DIRECTIONS FOR THIS TASK: Can you transcribe the strangles passage word for word, starting at the words "Use of vaccines" and stopping after "show horse barns."?

SOURCE PASSAGE:
Strangles is one of the more contagious diseases seen in equine medicine, but once recognized is not that difficult to control. Good routine farm management goes a long way to limiting the risk on a farm. As the organism does not live outside of the host for very long except in wet environments, control measures should be targeted at eliminating wet areas. This includes shared water buckets, water troughs, brushed to clean water buckets and troughs, tack and grooming equipment that involves the head and mouth, shared treats, twitches and other tools for restraint, and people’s hands. Taking care to wash hands, wash equipment, and not to cross contaminate the hose or hose handle when filling water buckets is very powerful at reducing the risk of spreading disease.
Use of vaccines against infectious diseases is a critical part of preventing disease. The strangles vaccine has some controversy, but it can protect horses from disease. There are muscle vaccines and a modified live bacterium that are used to reduce the degree of shedding if a horse is infected and to also hopefully prevent infection in cases with low levels of exposure. No vaccine is protective against any disease if the horse is exposed to a large or constant load of infectious agents. No vaccine is without risk. You should involve your veterinarian to help design a vaccine program for your farm. In most instances, Brazos Valley Equine Hospitals encourages the use of the modified live bacterium twice a year to reduce the risk of farm outbreaks in show horse barns.

STUDY MATERIAL:
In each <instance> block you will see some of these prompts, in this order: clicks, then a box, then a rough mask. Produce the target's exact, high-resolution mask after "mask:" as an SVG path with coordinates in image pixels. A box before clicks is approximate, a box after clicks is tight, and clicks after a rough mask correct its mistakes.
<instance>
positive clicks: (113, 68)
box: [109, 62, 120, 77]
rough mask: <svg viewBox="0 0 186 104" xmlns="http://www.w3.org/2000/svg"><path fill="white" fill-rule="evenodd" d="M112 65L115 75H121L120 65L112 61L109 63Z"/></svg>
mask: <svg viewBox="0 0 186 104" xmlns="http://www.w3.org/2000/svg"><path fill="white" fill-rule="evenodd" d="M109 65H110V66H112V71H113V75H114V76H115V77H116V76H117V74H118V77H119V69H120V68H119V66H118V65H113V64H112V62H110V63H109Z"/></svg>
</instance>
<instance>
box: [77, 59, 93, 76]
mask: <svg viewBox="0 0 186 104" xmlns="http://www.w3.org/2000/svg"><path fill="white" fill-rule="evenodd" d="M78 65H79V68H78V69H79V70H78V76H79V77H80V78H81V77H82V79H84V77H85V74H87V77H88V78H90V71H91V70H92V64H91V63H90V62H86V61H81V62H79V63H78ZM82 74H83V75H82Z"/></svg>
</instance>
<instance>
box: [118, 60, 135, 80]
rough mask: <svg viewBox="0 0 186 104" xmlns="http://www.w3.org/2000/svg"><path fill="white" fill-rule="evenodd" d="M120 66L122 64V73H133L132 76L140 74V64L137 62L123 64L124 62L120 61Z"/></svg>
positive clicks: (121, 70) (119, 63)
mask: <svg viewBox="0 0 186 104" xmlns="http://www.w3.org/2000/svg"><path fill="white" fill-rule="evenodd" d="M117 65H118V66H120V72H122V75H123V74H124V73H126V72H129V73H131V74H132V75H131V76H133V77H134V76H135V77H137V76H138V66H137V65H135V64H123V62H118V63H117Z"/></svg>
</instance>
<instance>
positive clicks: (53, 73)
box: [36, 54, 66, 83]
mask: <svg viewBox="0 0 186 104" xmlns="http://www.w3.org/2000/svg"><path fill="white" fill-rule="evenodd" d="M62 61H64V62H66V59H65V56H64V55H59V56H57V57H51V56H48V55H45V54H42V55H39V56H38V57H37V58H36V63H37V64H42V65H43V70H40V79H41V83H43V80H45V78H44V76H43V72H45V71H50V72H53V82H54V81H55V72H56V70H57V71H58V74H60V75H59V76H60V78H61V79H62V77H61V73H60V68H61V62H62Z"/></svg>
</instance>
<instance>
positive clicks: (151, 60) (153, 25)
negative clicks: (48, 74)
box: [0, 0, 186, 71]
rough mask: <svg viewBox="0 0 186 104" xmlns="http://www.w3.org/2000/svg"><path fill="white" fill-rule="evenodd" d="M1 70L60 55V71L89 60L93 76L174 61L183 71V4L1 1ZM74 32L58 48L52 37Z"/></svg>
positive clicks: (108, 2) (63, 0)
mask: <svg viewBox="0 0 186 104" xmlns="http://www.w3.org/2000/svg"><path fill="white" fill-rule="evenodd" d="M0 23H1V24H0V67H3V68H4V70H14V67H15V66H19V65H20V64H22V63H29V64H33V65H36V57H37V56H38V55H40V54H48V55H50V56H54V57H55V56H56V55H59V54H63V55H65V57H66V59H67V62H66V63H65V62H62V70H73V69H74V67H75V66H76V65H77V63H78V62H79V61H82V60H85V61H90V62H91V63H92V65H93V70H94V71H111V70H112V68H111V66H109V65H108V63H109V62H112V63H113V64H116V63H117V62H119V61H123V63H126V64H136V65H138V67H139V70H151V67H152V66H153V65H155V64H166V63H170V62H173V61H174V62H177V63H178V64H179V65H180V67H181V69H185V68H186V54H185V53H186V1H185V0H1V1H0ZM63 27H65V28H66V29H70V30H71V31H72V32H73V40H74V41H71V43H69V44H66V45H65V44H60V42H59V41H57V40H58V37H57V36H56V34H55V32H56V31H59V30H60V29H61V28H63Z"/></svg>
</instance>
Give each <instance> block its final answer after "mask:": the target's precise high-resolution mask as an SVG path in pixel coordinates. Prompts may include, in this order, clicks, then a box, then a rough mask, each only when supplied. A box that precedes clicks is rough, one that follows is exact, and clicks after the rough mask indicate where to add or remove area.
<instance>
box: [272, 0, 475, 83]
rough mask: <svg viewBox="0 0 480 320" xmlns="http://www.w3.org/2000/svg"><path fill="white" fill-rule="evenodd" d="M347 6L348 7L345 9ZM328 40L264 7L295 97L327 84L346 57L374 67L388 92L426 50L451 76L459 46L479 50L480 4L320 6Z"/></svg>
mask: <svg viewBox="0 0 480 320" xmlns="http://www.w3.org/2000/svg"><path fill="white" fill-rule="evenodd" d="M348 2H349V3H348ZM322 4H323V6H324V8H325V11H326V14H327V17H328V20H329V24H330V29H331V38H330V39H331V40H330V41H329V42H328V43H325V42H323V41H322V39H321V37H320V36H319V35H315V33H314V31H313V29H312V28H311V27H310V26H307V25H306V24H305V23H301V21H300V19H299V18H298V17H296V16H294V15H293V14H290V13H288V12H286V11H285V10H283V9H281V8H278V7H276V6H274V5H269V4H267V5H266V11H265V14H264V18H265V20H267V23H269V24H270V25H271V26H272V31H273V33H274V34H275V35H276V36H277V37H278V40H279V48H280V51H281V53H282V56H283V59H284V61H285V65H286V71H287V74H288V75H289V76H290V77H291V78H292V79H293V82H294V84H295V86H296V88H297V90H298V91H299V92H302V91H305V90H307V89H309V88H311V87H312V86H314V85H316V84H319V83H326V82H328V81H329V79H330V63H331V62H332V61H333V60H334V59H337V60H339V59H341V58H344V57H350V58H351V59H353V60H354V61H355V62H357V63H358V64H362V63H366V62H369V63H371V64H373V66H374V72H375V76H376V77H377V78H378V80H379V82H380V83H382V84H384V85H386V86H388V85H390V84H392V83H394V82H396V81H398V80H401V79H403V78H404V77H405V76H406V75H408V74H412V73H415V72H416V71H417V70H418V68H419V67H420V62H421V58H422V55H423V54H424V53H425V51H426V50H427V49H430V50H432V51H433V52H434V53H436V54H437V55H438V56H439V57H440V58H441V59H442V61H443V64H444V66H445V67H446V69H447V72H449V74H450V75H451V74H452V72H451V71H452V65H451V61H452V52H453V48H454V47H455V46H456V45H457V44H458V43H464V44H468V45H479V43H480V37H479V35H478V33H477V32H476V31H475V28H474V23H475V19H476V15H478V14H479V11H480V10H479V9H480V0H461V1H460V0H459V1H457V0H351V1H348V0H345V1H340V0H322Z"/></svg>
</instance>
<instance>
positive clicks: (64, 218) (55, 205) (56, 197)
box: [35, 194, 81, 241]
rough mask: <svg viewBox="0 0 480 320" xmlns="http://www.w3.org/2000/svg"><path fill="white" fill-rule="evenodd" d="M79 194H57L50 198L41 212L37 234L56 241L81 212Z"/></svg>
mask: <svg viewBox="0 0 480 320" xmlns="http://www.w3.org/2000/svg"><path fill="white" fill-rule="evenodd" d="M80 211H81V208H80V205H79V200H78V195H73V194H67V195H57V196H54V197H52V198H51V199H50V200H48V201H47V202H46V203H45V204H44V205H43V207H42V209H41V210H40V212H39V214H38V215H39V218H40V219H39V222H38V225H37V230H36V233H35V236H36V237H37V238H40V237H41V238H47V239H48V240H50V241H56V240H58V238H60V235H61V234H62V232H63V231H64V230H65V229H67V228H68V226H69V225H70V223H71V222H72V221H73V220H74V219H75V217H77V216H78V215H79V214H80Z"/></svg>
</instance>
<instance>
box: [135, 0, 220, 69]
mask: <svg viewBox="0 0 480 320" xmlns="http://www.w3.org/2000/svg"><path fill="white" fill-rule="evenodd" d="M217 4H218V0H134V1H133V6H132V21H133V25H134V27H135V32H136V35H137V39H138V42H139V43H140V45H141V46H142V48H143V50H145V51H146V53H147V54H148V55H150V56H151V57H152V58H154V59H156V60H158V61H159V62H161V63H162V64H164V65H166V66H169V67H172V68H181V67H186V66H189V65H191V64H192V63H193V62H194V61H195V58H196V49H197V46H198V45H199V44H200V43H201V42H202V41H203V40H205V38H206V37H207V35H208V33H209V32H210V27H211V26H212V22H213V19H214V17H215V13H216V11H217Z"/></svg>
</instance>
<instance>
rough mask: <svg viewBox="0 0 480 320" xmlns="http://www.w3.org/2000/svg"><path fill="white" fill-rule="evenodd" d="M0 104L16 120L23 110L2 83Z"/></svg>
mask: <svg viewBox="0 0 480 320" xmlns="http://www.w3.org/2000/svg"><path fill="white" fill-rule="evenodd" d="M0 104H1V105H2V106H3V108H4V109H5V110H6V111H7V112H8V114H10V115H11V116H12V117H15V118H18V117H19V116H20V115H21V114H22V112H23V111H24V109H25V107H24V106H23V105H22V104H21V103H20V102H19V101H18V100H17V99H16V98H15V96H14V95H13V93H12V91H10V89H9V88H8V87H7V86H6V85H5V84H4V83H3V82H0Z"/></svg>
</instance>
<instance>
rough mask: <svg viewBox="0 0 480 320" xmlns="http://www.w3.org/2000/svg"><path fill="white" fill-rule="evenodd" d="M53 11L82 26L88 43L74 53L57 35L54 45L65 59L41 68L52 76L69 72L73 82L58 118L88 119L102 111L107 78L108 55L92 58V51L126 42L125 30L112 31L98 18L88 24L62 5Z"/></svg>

OUTPUT FOR THIS EXERCISE:
Use of vaccines against infectious diseases is a critical part of preventing disease. The strangles vaccine has some controversy, but it can protect horses from disease. There are muscle vaccines and a modified live bacterium that are used to reduce the degree of shedding if a horse is infected and to also hopefully prevent infection in cases with low levels of exposure. No vaccine is protective against any disease if the horse is exposed to a large or constant load of infectious agents. No vaccine is without risk. You should involve your veterinarian to help design a vaccine program for your farm. In most instances, Brazos Valley Equine Hospitals encourages the use of the modified live bacterium twice a year to reduce the risk of farm outbreaks in show horse barns.